# To do
Print the records below without changing a character, and leave the pictures out.

--

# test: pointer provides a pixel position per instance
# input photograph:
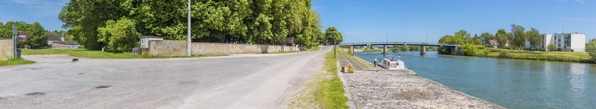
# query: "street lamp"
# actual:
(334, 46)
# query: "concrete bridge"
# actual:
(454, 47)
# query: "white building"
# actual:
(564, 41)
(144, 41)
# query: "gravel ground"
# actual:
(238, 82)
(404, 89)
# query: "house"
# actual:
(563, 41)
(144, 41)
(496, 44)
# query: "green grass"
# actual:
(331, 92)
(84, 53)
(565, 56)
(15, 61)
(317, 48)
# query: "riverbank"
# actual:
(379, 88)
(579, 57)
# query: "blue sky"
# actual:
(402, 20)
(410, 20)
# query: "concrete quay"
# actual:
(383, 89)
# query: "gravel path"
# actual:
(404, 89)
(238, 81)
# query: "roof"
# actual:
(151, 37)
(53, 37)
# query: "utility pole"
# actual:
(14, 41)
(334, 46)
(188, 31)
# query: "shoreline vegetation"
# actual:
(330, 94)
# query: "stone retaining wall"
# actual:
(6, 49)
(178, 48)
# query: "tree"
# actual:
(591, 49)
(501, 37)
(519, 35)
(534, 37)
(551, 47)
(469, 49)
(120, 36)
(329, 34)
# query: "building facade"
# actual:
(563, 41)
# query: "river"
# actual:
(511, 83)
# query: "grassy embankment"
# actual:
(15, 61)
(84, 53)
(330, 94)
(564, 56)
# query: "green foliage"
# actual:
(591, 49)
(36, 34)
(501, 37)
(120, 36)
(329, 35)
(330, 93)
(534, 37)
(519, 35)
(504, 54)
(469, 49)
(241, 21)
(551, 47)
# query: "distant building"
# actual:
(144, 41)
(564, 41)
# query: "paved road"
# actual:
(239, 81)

--

# Output for this exercise
# test: pointer provides a pixel position per instance
# input photograph:
# query: "street lamp"
# actual:
(334, 46)
# query: "concrete bridge"
# actual:
(454, 47)
# query: "white building"
# actual:
(564, 41)
(144, 41)
# query: "gravel ground"
# actual:
(238, 82)
(404, 89)
# query: "house"
# actual:
(563, 41)
(144, 41)
(496, 44)
# query: "green grass"
# actual:
(331, 92)
(84, 53)
(565, 56)
(15, 61)
(317, 48)
# query: "riverbank"
# actual:
(379, 88)
(579, 57)
# query: "blue sky"
# actual:
(402, 20)
(410, 20)
# query: "concrete quay"
# actual:
(383, 89)
# query: "gravel path"
# actual:
(404, 89)
(238, 81)
# query: "roof"
# actual:
(151, 37)
(53, 37)
# query: "utility pole"
# actual:
(14, 41)
(334, 46)
(188, 31)
# query: "shoreline vegetation"
# actual:
(330, 94)
# query: "stone retaining wall"
# actual:
(6, 49)
(178, 48)
# query: "tree"
# actual:
(591, 49)
(501, 37)
(519, 35)
(534, 37)
(551, 47)
(469, 49)
(120, 36)
(329, 34)
# query: "building facade"
# actual:
(563, 41)
# query: "river"
# actual:
(511, 83)
# query: "grassy embankment"
# actual:
(15, 61)
(84, 53)
(330, 94)
(564, 56)
# query: "green foliage"
# actual:
(591, 49)
(36, 34)
(501, 37)
(120, 36)
(329, 35)
(330, 93)
(534, 37)
(519, 35)
(504, 54)
(469, 49)
(241, 21)
(551, 47)
# query: "distant building"
# actual:
(144, 41)
(564, 41)
# query: "paved road"
# actual:
(239, 81)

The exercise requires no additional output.